** BEGIN Dataset **
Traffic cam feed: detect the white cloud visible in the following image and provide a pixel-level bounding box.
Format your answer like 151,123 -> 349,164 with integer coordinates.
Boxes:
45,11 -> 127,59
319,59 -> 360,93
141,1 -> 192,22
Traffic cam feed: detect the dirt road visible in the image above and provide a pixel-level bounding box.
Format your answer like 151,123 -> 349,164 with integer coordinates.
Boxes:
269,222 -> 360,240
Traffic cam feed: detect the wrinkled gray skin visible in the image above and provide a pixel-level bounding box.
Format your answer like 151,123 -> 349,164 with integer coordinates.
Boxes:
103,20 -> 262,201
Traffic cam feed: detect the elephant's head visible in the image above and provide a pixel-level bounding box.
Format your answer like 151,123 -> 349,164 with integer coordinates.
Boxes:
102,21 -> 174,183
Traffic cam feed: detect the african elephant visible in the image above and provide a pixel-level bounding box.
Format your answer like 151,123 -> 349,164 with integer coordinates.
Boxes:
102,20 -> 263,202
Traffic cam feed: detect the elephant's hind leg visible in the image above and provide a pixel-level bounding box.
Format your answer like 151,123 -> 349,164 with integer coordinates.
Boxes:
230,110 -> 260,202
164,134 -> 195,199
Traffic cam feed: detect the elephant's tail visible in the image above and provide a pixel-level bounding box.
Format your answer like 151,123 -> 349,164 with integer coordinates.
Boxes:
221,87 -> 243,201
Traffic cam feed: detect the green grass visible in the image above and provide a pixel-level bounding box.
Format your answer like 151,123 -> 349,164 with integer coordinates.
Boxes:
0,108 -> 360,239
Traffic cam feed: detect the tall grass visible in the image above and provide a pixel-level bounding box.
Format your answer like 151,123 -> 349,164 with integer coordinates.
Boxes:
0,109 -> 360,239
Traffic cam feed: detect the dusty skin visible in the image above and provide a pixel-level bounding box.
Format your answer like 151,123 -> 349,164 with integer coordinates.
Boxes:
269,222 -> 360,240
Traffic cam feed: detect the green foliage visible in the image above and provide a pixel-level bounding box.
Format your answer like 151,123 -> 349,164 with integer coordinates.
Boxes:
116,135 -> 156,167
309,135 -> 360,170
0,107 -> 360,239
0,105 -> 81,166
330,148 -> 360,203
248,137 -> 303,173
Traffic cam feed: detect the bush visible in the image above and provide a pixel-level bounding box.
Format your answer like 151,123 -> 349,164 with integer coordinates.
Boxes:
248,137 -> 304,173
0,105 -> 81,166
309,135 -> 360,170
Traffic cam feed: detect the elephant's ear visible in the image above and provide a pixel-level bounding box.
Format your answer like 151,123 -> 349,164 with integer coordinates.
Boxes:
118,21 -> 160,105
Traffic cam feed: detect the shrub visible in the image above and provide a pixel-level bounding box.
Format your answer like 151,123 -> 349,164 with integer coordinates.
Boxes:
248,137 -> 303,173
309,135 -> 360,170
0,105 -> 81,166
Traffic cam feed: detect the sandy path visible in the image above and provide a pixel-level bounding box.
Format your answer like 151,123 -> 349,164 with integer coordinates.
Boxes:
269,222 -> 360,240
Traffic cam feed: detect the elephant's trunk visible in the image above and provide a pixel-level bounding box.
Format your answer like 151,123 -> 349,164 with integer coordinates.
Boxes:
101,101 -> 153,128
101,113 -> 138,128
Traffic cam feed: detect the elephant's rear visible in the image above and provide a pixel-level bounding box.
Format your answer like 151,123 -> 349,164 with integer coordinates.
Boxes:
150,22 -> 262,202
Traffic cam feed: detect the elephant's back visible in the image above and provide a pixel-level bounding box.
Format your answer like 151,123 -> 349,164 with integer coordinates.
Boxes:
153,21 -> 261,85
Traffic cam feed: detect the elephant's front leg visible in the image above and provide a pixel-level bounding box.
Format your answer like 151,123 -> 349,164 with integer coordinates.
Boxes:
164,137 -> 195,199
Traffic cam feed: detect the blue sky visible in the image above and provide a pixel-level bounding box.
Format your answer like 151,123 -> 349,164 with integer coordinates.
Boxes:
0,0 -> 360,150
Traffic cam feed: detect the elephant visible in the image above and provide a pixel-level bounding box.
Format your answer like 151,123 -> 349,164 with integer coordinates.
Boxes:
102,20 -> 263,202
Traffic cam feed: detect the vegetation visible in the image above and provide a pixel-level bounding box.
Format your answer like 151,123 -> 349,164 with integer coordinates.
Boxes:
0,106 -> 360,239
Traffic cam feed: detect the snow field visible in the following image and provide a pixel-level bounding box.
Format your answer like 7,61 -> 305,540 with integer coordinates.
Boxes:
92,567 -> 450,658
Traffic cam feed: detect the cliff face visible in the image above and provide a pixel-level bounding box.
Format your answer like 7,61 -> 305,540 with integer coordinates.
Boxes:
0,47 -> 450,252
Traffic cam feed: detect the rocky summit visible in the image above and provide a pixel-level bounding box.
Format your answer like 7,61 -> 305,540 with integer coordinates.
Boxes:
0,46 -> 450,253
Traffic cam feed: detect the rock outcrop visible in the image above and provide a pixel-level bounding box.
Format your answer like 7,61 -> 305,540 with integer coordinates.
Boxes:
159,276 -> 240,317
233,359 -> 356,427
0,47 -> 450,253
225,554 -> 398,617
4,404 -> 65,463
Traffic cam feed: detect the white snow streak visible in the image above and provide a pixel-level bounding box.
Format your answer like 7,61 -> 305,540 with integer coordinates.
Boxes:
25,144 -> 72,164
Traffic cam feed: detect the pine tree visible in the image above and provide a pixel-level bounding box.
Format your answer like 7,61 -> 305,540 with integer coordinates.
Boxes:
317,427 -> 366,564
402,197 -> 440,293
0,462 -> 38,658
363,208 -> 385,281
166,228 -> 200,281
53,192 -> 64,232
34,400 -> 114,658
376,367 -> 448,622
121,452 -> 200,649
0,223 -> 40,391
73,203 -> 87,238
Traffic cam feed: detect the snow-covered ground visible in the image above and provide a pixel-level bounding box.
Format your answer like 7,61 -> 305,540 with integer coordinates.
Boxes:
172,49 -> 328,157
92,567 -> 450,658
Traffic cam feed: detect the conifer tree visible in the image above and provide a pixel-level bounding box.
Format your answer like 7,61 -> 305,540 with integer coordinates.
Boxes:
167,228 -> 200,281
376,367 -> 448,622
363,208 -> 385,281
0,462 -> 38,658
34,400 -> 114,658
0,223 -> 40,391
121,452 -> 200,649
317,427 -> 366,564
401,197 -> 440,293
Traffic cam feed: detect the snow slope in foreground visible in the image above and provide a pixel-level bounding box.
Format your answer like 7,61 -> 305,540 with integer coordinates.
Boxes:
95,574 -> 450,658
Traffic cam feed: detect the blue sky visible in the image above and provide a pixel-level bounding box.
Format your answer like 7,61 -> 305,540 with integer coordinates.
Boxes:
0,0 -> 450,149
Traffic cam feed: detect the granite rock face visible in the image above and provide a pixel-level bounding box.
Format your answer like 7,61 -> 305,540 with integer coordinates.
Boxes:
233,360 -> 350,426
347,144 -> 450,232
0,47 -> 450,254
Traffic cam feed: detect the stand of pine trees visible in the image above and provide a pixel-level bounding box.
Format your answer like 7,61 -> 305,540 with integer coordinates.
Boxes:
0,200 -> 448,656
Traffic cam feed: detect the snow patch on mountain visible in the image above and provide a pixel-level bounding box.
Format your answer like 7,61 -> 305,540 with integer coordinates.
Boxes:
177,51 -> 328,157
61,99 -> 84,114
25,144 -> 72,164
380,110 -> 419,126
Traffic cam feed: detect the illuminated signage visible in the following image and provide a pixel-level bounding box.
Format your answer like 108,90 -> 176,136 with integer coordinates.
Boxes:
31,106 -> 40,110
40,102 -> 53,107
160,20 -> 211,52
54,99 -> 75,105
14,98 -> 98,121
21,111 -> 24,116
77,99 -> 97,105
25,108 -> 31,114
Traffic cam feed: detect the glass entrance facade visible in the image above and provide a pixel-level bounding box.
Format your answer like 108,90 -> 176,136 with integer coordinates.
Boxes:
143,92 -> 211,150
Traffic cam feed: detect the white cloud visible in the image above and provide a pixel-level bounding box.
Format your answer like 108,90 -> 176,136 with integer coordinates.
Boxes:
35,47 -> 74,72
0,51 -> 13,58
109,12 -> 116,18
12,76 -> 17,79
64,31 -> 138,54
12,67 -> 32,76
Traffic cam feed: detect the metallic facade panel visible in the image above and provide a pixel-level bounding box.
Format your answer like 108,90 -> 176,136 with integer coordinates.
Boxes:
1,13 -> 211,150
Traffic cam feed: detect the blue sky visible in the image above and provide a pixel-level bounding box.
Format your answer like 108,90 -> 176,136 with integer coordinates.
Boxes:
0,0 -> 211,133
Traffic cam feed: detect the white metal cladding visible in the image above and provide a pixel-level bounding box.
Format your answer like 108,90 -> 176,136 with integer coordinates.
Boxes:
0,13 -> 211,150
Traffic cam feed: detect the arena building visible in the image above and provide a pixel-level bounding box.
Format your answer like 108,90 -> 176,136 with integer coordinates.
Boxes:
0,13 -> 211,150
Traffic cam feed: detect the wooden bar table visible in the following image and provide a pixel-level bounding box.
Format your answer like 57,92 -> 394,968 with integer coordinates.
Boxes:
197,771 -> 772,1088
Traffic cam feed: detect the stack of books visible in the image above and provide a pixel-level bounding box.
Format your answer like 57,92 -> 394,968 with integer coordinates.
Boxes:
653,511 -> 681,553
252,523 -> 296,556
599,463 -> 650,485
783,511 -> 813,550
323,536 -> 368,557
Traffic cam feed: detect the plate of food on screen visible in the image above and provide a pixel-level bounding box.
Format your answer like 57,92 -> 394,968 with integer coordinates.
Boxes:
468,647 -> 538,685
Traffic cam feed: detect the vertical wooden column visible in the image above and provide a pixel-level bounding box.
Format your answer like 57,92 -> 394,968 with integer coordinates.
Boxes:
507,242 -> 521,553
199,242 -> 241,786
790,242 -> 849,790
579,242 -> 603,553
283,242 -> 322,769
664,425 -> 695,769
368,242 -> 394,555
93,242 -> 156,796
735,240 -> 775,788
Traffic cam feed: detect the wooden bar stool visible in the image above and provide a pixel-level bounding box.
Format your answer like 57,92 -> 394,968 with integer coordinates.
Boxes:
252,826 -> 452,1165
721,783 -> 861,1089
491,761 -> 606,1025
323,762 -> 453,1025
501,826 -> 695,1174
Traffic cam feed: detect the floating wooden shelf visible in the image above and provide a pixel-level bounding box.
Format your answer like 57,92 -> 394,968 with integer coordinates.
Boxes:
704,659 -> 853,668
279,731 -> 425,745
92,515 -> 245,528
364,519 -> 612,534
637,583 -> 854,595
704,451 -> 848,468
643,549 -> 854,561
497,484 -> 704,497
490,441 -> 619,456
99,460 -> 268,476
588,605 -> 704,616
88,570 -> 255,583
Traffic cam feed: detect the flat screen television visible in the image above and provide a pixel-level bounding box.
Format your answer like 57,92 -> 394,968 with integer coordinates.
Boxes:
** END Dataset **
Reproduce the rows above without any change, from the first line of the rows through the line containing "221,87 -> 243,201".

> [Written solution]
Traffic cam feed: detect the white cloud visible in the following image and provide a pixel-level bounding box.
Format your answer like 151,123 -> 349,164 with integer coordinates.
Boxes:
45,11 -> 127,59
319,59 -> 360,93
141,1 -> 192,22
Traffic cam feed: detect the dirt road visible in the image above and provide a pixel-level bounding box.
Format your answer like 151,123 -> 349,164 with integer coordinates.
Boxes:
269,222 -> 360,240
Traffic cam feed: detect the wrinkled gray skin visible in the image above and provide a pixel-level bounding box.
Format your answer like 151,123 -> 349,164 with integer coordinates.
Boxes:
103,20 -> 262,201
Traffic cam feed: detect the elephant's head visible in the image above and provide a pixel-level bounding box.
Format your answer like 151,123 -> 349,164 with integer coordinates.
Boxes:
102,21 -> 174,183
Traffic cam feed: detect the african elephant visible in the image above and provide a pixel-level bounding box.
Format your answer like 151,123 -> 349,164 with integer coordinates.
Boxes:
102,20 -> 263,202
Traffic cam feed: detect the elephant's hind leg visible in the image above and provide a pixel-level bounding box.
Format your answer like 151,123 -> 349,164 with integer coordinates.
Boxes:
230,110 -> 260,202
164,134 -> 195,199
Traffic cam feed: detect the elephant's tail visible in the image above and provide a pixel-level bounding box.
Format your answer like 151,123 -> 349,164 with integer coordinates.
Boxes:
221,87 -> 243,201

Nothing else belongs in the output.